=== Entries supplied ===

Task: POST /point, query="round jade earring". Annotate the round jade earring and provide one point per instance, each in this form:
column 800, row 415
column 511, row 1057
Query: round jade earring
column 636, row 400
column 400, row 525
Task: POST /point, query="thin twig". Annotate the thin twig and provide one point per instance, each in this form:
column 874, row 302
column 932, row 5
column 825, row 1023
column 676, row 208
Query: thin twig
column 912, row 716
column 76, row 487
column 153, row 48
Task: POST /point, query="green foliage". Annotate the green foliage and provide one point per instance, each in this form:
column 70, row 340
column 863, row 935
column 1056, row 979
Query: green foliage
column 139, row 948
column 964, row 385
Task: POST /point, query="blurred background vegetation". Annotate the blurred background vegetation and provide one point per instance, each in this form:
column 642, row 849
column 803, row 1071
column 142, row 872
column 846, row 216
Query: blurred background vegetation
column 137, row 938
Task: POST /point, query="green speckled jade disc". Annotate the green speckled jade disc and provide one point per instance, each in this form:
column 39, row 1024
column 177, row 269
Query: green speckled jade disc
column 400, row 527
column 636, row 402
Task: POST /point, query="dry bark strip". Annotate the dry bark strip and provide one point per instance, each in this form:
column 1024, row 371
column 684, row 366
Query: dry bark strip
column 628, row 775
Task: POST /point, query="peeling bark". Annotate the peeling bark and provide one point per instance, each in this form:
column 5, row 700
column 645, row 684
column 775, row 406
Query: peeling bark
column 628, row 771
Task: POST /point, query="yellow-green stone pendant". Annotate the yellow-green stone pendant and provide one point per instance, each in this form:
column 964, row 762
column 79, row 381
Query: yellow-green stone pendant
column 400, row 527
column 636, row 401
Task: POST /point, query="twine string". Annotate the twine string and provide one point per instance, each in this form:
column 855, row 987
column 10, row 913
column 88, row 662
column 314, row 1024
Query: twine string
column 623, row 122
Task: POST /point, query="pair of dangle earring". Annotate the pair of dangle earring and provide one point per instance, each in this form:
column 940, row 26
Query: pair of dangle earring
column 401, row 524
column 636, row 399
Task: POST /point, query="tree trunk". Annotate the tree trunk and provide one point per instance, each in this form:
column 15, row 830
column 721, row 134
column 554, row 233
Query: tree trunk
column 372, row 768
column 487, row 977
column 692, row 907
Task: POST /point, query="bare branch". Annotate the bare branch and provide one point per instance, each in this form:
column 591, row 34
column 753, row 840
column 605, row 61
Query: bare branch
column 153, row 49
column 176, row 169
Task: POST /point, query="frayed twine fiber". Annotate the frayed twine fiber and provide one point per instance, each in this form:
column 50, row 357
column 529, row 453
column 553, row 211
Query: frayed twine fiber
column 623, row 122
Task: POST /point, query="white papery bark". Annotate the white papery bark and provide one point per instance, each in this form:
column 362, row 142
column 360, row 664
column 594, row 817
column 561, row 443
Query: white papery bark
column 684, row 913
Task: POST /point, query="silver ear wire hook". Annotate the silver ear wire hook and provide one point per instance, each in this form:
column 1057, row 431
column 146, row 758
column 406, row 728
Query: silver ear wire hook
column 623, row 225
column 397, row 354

===

__Description of the task__
Copy out the records word for word, between the lines holding "Annotate the bare" and "column 176, row 169", inclusive.

__Response__
Task: POST /point, query="bare branch". Annotate the bare branch and provide one point per instance, each in this form:
column 591, row 34
column 753, row 840
column 605, row 61
Query: bare branch
column 153, row 49
column 176, row 169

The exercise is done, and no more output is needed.